Selected excerpt:
--- Begin ---

A Robust Method to Measure Centroids of Spectral Lines

When analyzing data cubes produced by radio telescopes or integral field units, astronomers frequently aim to produce a map of velocity as a function of pixel coordinate or time. In some cases, the spectral dimension is dominated by a single line and the operation of inferring a velocity is simplified to a question of determining the centroid of the line. For this problem, there exist multiple popular methods (see, for example de Blok et al. 2008), however the most common are the "intensity weighted average velocity" (also known as the "first moment" method) and the velocity of the maximum intensity, called the "ninth moment,"³ as they are implemented by CASA (McMullin et al. 2007). Even when the emission is dominated by a single line component, these methods do not offer the accuracy or precision required to extend studies to small scale structures.

The "first moment" approach is strongly affected by the noise in the spectrum and any asymmetry in the line profile. Sigma clipping is typically used to circumvent these issues, however this can result in the addition of spurious features or the masking of astrophysically interesting features in the resulting velocity map. "Ninth moment" maps are more robust to these issues, however the precision of this approach is limited by the velocity resolution of the data.

--- End ---

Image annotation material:
--- Begin ---

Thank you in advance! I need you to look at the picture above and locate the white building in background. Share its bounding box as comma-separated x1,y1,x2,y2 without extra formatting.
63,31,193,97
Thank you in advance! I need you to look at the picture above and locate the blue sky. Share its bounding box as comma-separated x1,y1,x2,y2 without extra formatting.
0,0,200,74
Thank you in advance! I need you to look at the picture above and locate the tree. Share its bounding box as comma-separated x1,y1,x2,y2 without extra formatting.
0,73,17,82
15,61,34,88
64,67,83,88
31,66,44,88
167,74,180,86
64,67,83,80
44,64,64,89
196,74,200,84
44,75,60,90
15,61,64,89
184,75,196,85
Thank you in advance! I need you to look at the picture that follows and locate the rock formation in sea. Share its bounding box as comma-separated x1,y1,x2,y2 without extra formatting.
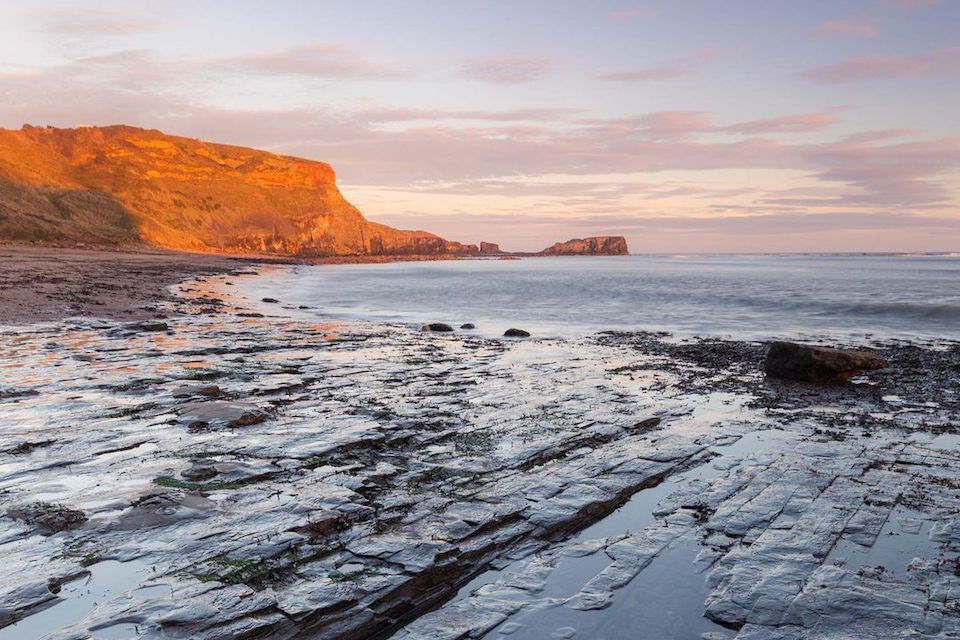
0,125,479,257
538,236,630,256
480,241,504,256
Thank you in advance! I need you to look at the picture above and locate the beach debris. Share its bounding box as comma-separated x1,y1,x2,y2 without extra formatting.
180,400,267,429
763,342,887,383
173,384,220,398
7,502,87,533
130,320,170,332
420,322,453,332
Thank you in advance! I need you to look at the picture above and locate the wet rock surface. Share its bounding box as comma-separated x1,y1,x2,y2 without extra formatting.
763,342,887,383
421,322,453,333
0,279,960,640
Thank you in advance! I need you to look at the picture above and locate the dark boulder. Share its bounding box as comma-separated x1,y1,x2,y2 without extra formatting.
173,384,220,398
763,342,887,383
420,322,453,331
130,320,170,332
7,502,87,534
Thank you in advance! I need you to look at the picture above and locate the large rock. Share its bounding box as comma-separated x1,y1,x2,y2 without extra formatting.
540,236,630,256
7,502,87,534
763,342,887,383
420,322,453,333
480,242,503,256
179,400,267,429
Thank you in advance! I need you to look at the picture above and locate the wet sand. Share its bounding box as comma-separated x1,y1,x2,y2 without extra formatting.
0,245,253,324
0,260,960,640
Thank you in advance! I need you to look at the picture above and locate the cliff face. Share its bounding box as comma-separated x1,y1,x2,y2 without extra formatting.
0,126,478,257
538,236,630,256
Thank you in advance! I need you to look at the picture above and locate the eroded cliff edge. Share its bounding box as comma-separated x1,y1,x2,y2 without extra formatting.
0,125,478,257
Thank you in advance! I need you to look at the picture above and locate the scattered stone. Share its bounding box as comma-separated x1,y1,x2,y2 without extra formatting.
2,440,56,456
180,400,267,429
764,342,887,383
173,384,220,398
420,322,453,332
130,320,170,332
7,502,87,533
180,462,217,482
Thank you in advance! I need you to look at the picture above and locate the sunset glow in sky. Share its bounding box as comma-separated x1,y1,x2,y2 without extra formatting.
0,0,960,253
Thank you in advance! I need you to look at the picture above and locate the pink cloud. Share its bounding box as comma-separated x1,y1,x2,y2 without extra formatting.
221,43,406,79
600,65,700,82
722,113,840,135
889,0,943,9
32,6,162,37
462,56,553,84
604,9,657,22
800,47,960,84
817,17,880,38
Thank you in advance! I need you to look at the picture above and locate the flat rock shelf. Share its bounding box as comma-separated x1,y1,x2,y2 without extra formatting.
0,276,960,640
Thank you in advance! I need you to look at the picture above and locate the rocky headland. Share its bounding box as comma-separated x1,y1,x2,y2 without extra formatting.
537,236,630,256
0,125,626,259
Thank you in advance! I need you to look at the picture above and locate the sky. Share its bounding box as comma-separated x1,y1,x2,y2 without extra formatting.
0,0,960,253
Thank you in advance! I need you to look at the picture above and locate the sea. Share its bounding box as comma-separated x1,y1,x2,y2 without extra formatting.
242,254,960,343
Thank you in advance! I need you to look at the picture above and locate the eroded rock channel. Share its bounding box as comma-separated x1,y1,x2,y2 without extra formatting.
0,278,960,640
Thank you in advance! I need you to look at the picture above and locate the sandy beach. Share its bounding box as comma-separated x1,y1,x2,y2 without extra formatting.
0,248,960,640
0,245,249,324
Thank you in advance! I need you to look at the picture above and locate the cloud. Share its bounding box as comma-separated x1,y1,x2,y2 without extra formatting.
817,17,880,38
720,113,840,135
800,47,960,84
603,9,657,22
219,43,407,79
888,0,943,9
600,65,700,82
358,107,582,123
582,111,840,139
32,5,162,36
462,56,553,84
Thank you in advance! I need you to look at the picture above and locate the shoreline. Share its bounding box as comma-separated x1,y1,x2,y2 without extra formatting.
0,248,960,640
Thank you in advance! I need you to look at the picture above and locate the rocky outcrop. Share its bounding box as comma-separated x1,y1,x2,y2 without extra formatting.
763,342,887,383
0,126,478,257
480,242,503,256
538,236,630,256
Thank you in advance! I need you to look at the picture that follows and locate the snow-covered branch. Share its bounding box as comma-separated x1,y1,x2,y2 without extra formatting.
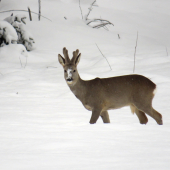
84,0,114,30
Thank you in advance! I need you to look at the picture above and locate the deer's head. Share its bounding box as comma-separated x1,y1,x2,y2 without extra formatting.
58,47,81,85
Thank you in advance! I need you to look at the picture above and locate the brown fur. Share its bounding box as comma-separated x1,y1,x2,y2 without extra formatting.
58,48,163,125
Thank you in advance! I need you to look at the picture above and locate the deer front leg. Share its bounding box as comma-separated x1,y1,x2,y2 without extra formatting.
100,111,110,123
90,108,101,124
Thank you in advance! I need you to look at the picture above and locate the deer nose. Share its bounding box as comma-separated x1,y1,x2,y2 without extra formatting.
67,78,73,81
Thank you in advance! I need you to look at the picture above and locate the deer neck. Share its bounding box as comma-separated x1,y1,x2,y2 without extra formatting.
68,75,86,99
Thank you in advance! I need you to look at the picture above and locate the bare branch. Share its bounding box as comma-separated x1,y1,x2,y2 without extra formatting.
96,44,112,70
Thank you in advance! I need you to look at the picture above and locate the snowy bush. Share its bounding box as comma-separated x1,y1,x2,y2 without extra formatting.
0,21,18,46
0,14,35,51
83,0,114,30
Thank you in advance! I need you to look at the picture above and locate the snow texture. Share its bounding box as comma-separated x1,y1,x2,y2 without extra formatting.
0,0,170,170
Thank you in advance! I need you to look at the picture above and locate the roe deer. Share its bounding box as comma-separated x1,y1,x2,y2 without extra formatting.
58,48,163,125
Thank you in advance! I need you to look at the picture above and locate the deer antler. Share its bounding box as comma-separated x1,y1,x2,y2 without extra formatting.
63,47,70,63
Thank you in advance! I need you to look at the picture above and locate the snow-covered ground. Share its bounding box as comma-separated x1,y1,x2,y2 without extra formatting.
0,0,170,170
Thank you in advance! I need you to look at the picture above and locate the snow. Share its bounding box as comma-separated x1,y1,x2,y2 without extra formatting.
0,21,18,44
0,0,170,170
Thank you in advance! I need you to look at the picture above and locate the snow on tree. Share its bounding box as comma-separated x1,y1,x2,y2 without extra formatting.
0,21,18,45
0,14,35,51
4,14,27,25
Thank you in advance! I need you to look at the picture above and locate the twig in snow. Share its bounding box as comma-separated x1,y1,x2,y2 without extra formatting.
47,66,57,68
28,7,32,21
79,0,83,20
38,0,41,21
0,10,52,22
85,0,96,20
24,57,27,68
96,44,112,70
19,57,22,68
133,31,138,73
166,47,169,56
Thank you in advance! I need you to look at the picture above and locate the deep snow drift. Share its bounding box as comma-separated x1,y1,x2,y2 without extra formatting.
0,0,170,170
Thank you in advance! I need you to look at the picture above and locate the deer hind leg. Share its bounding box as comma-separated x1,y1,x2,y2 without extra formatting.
100,111,110,123
133,104,163,125
90,108,101,124
130,105,148,124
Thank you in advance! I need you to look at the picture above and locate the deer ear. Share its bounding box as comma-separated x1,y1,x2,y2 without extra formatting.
58,54,66,66
75,53,81,66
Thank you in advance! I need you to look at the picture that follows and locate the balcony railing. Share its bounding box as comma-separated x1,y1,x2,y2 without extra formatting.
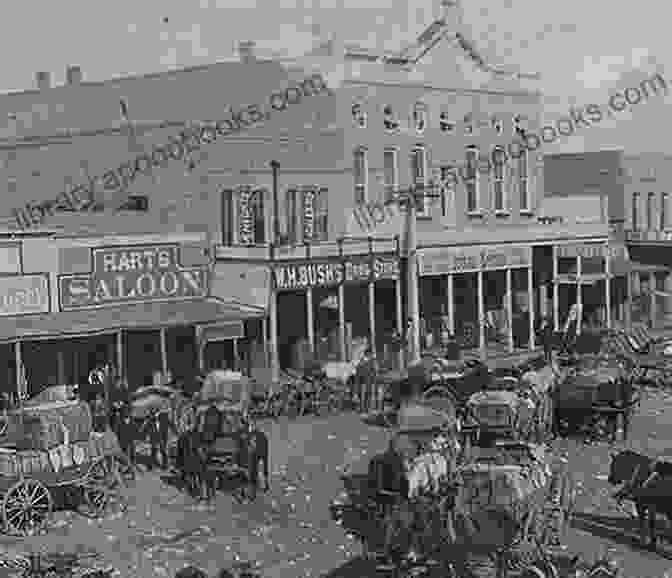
215,238,400,261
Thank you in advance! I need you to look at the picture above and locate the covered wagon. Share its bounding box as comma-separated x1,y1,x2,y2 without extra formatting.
0,401,121,535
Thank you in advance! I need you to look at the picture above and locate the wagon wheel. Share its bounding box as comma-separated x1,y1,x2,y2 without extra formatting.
78,458,110,517
2,478,53,536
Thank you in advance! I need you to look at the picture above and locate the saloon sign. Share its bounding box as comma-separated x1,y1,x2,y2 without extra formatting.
58,245,209,311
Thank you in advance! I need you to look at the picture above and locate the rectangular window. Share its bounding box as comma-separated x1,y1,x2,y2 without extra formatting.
250,189,266,245
383,148,399,201
411,146,429,214
660,193,668,231
646,193,656,231
353,148,368,204
463,146,479,213
221,189,236,247
518,150,530,211
492,147,506,213
285,188,299,243
440,166,457,217
314,187,329,241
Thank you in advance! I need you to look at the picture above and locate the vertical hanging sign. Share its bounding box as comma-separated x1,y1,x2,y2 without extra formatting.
238,185,254,245
303,187,315,241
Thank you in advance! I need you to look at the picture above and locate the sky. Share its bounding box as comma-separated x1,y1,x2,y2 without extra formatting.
0,0,672,153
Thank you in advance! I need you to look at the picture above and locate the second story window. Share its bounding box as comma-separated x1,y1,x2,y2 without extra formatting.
352,102,366,128
353,147,369,203
413,102,427,134
518,148,530,211
439,111,455,133
646,193,656,231
383,104,399,132
463,146,480,213
221,189,236,247
411,145,429,215
383,148,399,201
441,166,457,217
660,193,669,231
492,147,506,213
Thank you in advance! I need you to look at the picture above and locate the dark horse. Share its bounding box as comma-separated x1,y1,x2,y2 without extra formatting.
608,450,672,549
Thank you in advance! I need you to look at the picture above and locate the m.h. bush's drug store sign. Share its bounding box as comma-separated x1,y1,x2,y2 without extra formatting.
58,245,209,311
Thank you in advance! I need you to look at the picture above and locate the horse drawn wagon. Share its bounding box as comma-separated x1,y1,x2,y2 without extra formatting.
0,394,121,536
330,396,460,569
554,356,639,437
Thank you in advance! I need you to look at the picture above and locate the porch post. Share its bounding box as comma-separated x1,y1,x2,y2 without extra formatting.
446,273,455,335
159,327,168,376
527,264,535,350
604,245,611,329
268,287,280,383
576,255,583,335
306,287,315,354
553,245,560,333
476,269,486,359
115,330,126,378
369,281,377,358
338,283,347,361
504,267,513,353
394,277,404,369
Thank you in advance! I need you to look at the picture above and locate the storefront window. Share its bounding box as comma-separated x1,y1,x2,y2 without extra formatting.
464,146,479,213
353,147,368,204
383,148,399,200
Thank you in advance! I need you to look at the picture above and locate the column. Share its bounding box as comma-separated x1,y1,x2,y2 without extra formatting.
56,349,66,385
306,287,315,353
369,281,377,358
268,288,280,382
553,245,560,333
394,278,404,369
576,255,583,334
623,272,633,331
338,283,348,361
261,317,270,369
476,269,486,358
232,337,241,371
527,265,534,350
159,327,168,376
504,268,513,353
649,273,658,329
446,273,455,335
14,341,22,399
604,246,611,329
115,331,124,379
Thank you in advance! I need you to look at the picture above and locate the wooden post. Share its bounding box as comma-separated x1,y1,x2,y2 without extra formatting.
159,327,168,376
505,267,513,353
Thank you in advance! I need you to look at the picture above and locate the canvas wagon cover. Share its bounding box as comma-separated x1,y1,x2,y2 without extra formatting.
460,462,549,515
199,370,251,410
397,403,455,432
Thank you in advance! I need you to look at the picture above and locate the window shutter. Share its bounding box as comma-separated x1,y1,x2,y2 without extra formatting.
301,187,316,242
238,185,254,245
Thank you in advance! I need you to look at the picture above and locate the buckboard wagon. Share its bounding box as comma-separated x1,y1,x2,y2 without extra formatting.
0,401,121,536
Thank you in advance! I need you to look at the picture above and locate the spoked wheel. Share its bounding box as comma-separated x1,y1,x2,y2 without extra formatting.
78,458,110,517
2,479,53,536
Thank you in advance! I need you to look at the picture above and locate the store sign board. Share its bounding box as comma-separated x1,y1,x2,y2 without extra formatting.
558,243,625,259
419,246,532,276
273,257,399,291
58,245,210,311
0,275,51,317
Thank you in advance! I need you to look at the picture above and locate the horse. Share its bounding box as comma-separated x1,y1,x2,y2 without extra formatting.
607,450,672,549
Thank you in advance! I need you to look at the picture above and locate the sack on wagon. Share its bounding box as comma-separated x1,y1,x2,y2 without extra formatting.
2,401,92,450
0,448,53,478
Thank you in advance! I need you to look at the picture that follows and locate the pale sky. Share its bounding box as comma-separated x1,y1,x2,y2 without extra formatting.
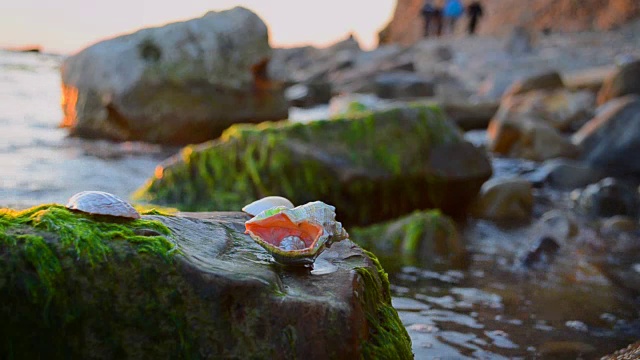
0,0,395,53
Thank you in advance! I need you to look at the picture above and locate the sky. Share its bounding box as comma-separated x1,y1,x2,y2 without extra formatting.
0,0,395,54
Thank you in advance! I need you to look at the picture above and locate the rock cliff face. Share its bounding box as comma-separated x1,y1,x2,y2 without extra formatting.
382,0,640,45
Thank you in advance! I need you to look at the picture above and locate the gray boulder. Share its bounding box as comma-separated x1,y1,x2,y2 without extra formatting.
61,7,288,144
598,60,640,104
572,96,640,174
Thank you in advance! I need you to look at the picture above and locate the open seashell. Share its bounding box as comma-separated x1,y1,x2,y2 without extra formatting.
245,201,349,265
66,191,140,219
242,196,293,216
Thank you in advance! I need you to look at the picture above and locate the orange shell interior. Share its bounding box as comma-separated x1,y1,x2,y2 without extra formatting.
245,213,322,249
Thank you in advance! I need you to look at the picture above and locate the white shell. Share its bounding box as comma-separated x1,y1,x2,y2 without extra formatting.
245,201,349,265
66,191,140,219
242,196,293,216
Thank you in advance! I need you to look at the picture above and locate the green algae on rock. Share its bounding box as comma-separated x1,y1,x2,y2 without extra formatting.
350,210,467,270
135,106,491,225
0,205,411,359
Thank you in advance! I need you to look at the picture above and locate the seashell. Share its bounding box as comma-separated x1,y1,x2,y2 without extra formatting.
245,201,349,265
66,191,140,219
242,196,293,216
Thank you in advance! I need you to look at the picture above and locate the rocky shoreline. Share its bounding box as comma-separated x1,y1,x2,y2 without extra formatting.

--- End ---

Problem statement: Update the passage on spectral line centroids, starting with "When analyzing data" and going on through "small scale structures.", so that "spectral cubes" takes the place of "data cubes". This material has no connection to the passage on spectral line centroids.

Response below:
When analyzing spectral cubes produced by radio telescopes or integral field units, astronomers frequently aim to produce a map of velocity as a function of pixel coordinate or time. In some cases, the spectral dimension is dominated by a single line and the operation of inferring a velocity is simplified to a question of determining the centroid of the line. For this problem, there exist multiple popular methods (see, for example de Blok et al. 2008), however the most common are the "intensity weighted average velocity" (also known as the "first moment" method) and the velocity of the maximum intensity, called the "ninth moment,"³ as they are implemented by CASA (McMullin et al. 2007). Even when the emission is dominated by a single line component, these methods do not offer the accuracy or precision required to extend studies to small scale structures.